WHAT THE EXERCISE ASKS.
Report how many lines of the records below contain the word "each". Give only the number.

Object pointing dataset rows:
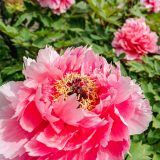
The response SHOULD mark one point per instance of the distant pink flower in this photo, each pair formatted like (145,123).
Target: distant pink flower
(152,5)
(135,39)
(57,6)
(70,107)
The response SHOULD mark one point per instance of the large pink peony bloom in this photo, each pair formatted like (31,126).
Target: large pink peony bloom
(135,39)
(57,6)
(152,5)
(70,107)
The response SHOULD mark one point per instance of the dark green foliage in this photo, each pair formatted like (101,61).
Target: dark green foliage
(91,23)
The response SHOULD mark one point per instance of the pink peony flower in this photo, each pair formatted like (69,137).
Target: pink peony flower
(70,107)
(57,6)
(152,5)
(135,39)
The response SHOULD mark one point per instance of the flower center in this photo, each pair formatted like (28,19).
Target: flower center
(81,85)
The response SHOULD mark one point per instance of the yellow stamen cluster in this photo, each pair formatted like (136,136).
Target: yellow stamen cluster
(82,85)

--

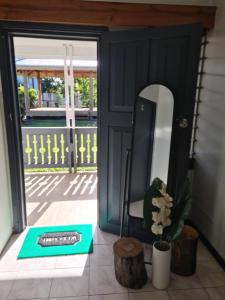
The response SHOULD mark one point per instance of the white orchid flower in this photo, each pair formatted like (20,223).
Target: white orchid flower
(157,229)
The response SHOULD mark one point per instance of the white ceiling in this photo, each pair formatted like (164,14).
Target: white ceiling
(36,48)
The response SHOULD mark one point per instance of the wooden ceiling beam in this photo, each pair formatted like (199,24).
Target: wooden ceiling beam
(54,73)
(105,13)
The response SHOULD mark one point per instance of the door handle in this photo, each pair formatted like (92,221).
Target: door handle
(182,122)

WRITTEN SOLUTION.
10